Work instructions
Everything in the data below is left aside except the lines from the one containing "Target: group of pedestrian" through the one containing "Target: blue flower section of mural"; repeat those exactly.

----------

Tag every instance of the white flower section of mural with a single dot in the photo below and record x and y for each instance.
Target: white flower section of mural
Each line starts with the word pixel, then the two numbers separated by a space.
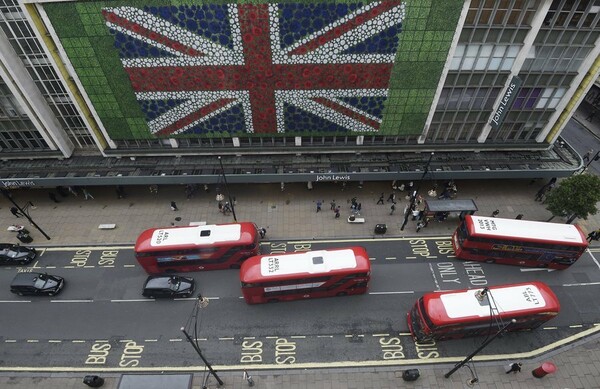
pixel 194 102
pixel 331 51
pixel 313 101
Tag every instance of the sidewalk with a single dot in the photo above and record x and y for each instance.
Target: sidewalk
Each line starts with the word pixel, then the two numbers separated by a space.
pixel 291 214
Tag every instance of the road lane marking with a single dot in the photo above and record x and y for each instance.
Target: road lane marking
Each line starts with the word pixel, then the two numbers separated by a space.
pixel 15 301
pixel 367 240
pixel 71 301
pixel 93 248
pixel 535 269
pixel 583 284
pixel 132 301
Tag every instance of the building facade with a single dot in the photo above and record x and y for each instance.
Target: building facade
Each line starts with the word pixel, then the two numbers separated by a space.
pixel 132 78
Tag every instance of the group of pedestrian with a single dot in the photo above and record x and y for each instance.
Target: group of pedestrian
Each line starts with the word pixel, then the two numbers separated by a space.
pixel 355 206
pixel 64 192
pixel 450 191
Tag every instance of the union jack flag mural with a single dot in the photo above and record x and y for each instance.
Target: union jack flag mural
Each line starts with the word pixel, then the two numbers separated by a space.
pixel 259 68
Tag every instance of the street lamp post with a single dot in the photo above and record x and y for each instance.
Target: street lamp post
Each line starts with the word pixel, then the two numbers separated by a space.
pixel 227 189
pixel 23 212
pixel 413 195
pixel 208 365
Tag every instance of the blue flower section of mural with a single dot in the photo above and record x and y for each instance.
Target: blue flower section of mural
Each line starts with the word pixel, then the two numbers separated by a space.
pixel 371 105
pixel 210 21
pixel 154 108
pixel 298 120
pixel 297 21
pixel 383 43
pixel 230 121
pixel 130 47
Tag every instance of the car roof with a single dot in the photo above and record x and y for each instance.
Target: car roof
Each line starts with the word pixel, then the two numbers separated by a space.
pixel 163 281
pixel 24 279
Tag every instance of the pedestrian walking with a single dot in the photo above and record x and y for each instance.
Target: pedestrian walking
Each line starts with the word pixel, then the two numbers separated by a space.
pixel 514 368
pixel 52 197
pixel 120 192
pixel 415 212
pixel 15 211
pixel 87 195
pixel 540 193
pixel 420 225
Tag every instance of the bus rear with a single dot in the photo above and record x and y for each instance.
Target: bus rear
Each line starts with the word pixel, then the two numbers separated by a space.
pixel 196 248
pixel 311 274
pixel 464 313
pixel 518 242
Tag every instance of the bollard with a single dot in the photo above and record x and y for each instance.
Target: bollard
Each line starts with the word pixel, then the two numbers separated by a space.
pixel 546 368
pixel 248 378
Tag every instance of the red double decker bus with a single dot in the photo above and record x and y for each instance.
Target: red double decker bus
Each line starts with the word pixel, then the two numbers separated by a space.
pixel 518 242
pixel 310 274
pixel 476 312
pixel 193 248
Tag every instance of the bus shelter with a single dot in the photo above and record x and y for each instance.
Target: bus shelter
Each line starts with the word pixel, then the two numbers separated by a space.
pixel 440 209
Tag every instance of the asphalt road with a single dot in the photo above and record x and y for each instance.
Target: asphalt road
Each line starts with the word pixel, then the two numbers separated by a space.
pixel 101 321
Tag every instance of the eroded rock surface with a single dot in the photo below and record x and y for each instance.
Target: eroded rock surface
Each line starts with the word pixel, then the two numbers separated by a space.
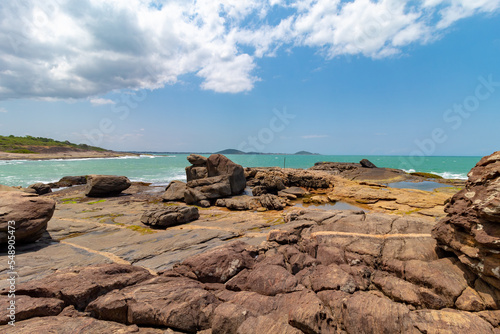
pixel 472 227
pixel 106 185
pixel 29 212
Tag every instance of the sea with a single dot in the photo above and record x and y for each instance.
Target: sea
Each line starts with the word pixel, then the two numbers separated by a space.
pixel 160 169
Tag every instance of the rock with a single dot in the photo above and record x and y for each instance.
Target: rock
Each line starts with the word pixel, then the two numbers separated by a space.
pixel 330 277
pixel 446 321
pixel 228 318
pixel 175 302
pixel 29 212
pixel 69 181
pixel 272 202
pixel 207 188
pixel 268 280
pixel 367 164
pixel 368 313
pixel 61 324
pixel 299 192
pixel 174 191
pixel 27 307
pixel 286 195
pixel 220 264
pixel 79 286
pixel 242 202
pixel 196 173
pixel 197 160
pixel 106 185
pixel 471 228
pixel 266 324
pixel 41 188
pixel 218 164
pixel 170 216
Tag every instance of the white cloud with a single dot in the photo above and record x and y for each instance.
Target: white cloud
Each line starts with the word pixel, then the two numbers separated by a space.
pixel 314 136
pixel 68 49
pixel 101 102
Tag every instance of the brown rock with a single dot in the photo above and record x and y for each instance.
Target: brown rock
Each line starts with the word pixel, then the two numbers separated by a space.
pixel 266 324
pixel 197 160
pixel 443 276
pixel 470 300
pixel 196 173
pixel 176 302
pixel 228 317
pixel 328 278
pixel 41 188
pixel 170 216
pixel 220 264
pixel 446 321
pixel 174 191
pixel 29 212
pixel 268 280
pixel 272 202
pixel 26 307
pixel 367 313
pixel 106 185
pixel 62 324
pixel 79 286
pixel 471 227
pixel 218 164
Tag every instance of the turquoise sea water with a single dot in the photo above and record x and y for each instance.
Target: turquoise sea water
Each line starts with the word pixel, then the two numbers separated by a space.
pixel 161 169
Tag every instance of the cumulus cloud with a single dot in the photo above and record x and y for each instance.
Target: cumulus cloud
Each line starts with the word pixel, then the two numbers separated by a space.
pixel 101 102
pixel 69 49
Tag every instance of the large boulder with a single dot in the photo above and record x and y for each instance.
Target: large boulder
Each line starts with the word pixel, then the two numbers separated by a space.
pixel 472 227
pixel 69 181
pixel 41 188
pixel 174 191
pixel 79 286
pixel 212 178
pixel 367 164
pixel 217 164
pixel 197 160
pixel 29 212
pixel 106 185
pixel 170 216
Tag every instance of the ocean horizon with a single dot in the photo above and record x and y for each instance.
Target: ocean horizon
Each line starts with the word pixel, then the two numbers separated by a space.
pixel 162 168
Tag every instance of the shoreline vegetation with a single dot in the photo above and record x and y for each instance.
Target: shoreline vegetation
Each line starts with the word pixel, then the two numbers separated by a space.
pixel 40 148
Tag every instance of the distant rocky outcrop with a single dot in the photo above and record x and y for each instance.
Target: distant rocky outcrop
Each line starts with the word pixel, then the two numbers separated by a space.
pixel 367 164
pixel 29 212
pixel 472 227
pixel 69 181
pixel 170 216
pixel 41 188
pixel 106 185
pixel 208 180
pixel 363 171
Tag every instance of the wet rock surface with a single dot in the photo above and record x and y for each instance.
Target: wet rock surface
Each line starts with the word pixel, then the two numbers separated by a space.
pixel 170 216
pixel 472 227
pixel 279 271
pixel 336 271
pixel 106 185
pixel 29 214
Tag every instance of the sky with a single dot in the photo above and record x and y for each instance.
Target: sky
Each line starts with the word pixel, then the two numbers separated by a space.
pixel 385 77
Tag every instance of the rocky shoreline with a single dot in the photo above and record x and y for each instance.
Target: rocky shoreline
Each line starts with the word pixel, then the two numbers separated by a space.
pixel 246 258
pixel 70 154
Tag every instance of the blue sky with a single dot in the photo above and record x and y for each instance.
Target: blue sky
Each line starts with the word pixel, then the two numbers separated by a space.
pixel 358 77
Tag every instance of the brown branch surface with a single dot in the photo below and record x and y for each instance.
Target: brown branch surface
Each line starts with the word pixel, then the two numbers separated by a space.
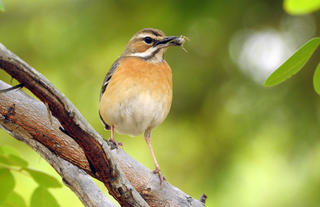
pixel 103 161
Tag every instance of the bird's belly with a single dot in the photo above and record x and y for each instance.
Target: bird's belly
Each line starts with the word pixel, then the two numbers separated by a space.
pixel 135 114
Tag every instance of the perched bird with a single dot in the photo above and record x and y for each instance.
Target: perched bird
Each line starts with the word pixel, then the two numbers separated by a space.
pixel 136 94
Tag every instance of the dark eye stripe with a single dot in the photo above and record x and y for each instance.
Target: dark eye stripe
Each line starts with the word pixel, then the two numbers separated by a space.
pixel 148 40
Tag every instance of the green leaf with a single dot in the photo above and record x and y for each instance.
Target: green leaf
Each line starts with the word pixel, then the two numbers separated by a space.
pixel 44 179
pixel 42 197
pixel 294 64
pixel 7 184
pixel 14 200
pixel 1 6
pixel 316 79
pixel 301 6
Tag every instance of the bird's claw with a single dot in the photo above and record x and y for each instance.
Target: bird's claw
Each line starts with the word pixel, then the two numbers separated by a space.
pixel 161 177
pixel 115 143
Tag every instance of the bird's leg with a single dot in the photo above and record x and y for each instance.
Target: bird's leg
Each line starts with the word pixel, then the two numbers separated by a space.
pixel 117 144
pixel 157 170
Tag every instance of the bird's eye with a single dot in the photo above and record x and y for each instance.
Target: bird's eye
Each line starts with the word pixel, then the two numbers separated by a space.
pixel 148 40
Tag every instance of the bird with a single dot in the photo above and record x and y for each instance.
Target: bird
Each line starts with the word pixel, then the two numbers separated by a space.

----------

Response
Target: group of pedestrian
Each line starts with the word pixel, then the two numbers separated by a space.
pixel 355 206
pixel 64 192
pixel 450 191
Tag every instance of the union jack flag mural with a single dot in the photo above and record x and y for each instance.
Target: union jack flag mural
Each line starts with the word pixel, then the two numbers separated by a space.
pixel 259 68
Tag every instance of the street lamp post with a single dot in the photo above and record x and y for each instance.
Target: street lamp post
Each line starts with the word pixel, then the two numbers separated by a space.
pixel 227 189
pixel 23 212
pixel 413 195
pixel 208 365
Tag every instance of the blue flower section of mural with a single dot in the photo above and record x and y for each instance.
Target: blue flower section of mural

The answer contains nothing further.